# WORK INSTRUCTION 1
Reproduce part of the passage on the mast business sale word for word, beginning at "One of the first" and stopping after "of 3G networks.".
# WORK INSTRUCTION 2
Decide whether each statement agrees with the passage on the mast business sale. Answer yes or no for each, and quote the deciding words from the passage.
(a) Quotient is based in Cambridge.
(b) Support services companies came through strongly in the auction.
(c) Lattice kept its interest in the business until January.

# STUDY TEXT
◆ ◆ ◆ ◆
One of the first things the merchant bank did was to commission Quotient, a telecoms consultancy based in Cambridge, to compile a report which would explain to potential suitors the potential growth of the sites portfolio against the backdrop of the build-out of 3G networks.

The hybrid nature of the business – it is part-property, part-telecoms and part-outsourcing – led Close to identify four types of buyers. These were incumbent competitors such as NTL, Crown Castle and Lattice, private equity buyers with buy-and-build aspirations, property companies seeking to expand their portfolios, and support services companies which regarded it as a business services company. Willis adds: “Each of these categories of buyers came through strongly in the auction, with the exception of the support services companies who I think have yet to fully understand the potential to use mast ownership as the foot in the door to provide outsourced network services to the telcos.”

The first round of bidding drew around eight offers. Penta was among them following a phone call from Bank of Scotland’s telecom team, with whom it has a close relationship through Bank of Scotland’s investment in the Penta fund. Penta rapidly established itself as a frontrunner because of its knowledge of Ambury, coupled with the fact that a number of significant trade buyers were absent from the table. Both Crown & Castle and NTL remain heavily constrained, while other US buyers Spectre Site and Pinnacle had retrenched in the light of September 11 and the tech recession. Previously, the UK had been an attractive market for US mast outsourcing firms of this nature because the North American market is consolidated, with telco operators having already sold their mast businesses to third parties. Scott acknowledges this was vital: “This is not a business we could have bought six to nine months ago because it would have cost a fortune and we would have been up against some billion dollar US companies.”

Lattice maintained its interest in the business until January. The company has had towers for several years to enable its engineers to communicate and five years ago began renting out space to mobile operators.
◆ ◆ ◆ ◆
# EXTRACTED ENTRIES
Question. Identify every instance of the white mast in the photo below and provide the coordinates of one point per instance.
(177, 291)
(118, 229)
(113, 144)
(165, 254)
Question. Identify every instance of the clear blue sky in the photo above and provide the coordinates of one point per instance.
◆ ◆ ◆ ◆
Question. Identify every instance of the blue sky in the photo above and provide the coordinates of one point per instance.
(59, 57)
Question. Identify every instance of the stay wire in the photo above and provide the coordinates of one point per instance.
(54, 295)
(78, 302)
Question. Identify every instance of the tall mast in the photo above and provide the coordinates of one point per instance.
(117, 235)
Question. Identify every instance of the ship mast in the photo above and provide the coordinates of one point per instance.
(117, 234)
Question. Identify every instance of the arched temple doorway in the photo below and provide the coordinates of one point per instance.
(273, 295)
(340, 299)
◆ ◆ ◆ ◆
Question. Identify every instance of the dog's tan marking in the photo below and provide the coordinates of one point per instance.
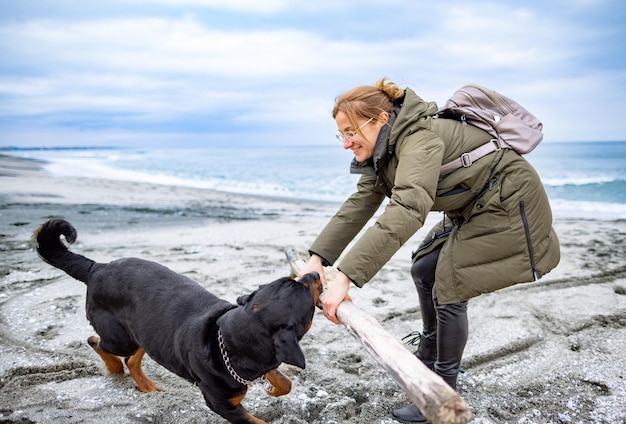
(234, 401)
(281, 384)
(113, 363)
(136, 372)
◆ ◆ ◆ ◆
# ANSWER 1
One of the first things the merchant bank did was to commission Quotient, a telecoms consultancy based in Cambridge, to compile a report which would explain to potential suitors the potential growth of the sites portfolio against the backdrop of the build-out of 3G networks.

# ANSWER 2
(a) Yes: "a telecoms consultancy based in Cambridge"
(b) No: "with the exception of the support services companies"
(c) Yes: "Lattice maintained its interest in the business until January."